Possible Variations:
jianbing 煎饼– Chinese-style crepe
cong you bing 葱油饼– scallion pancakes
shou zhua bing 手煎饼– hand-grabbed pancake
jidan bing 鸡蛋饼– egg pancake

Related Cuisine:
Taiwanese Cuisine

 

Málà tāng – Hot and Spicy Soup – 麻辣汤

Málà, which translates to mouth-numbing, refers to the saliva-inducing, buzzing sensation that the Sichuan pepper creates the moment it hits your tongue. It is the essential ingredient to málà tāng (Chinese: 麻辣汤), a type of “DIY hot pot” experience that can be found around the city in various hole-in-the-walls. Typically served from late afternoon to dinnertime, this warming dish might range in ingredients and level of spice–a detail that disproves its misleading name.

A stack of basket sits alongside a large, glass slide-door refrigerator that displays stacks upon stacks of skewered vegetables, fishballs, meats, poultries, eggs, and seafood. There are also various types of noodles, tofu, and bean curd products that can be added to your personal selection. Customers are typically given a baseline price of 8 kuai to be added onto if more ingredients are chosen. Each additional ingredient can range from 0.5-1 kuai for vegetables, carbs and tofu and 2-3 kuai for meats, poultry and seafood.

Ingredients:
The variety of ingredients for the soup can range, but mala tang vendors typically provide everything from poultry, beef and pork meat/innards, a variety of cellophane, rice, and egg noodles, different flavors of fishballs, various forms of tofu/bean curd, octopus, squid, shiitake mushrooms, oyster mushrooms, enoki mushrooms, bok choy, various leafy greens, bean sprouts, cilantro, broccoli, cauliflower, and potato. The broth is boiled from pork belly, chicken bones, ginger, Sichuan peppers, and  possibly MSG.

* Problem 1
Summarize the text shown in two sentences.
* Problem 2
Write out the text shown from "Málà tāng –" up to and including "its misleading name.", substituting "small eateries" for "hole-in-the-walls".

* Raw data
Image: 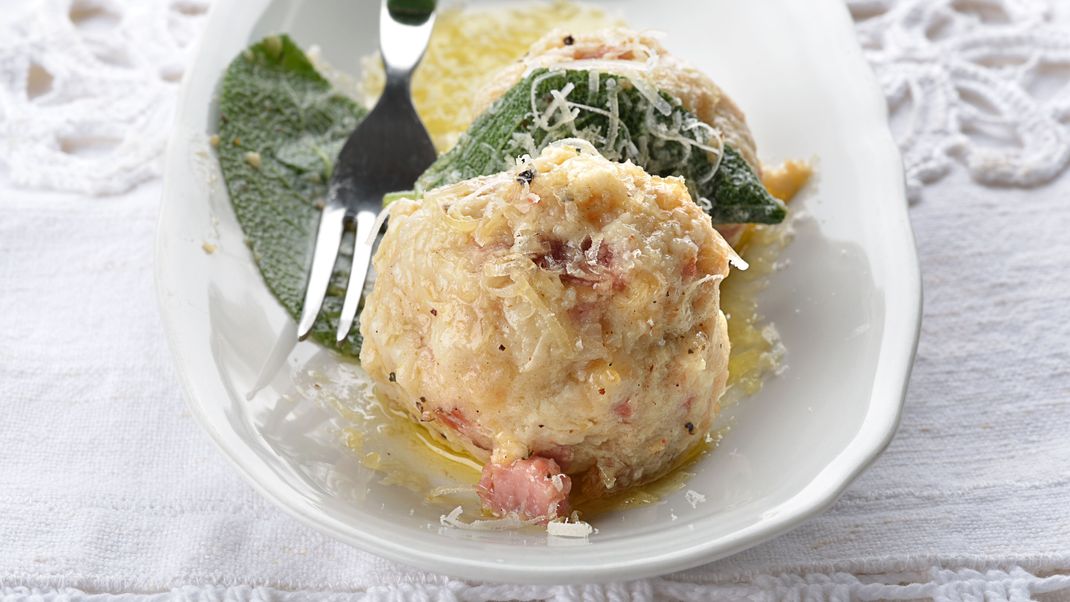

* Task result 1
Málà tāng is a hot and spicy soup built around the mouth-numbing Sichuan pepper, served as a kind of DIY hot pot in hole-in-the-walls around the city from late afternoon to dinnertime. Customers choose skewered vegetables, meats, seafood, noodles and tofu from a refrigerator, paying a baseline price of 8 kuai plus 0.5 to 3 kuai per added ingredient, and the broth is boiled from pork belly, chicken bones, ginger and Sichuan peppers.

* Task result 2
Málà tāng – Hot and Spicy Soup – 麻辣汤

Málà, which translates to mouth-numbing, refers to the saliva-inducing, buzzing sensation that the Sichuan pepper creates the moment it hits your tongue. It is the essential ingredient to málà tāng (Chinese: 麻辣汤), a type of “DIY hot pot” experience that can be found around the city in various small eateries. Typically served from late afternoon to dinnertime, this warming dish might range in ingredients and level of spice–a detail that disproves its misleading name.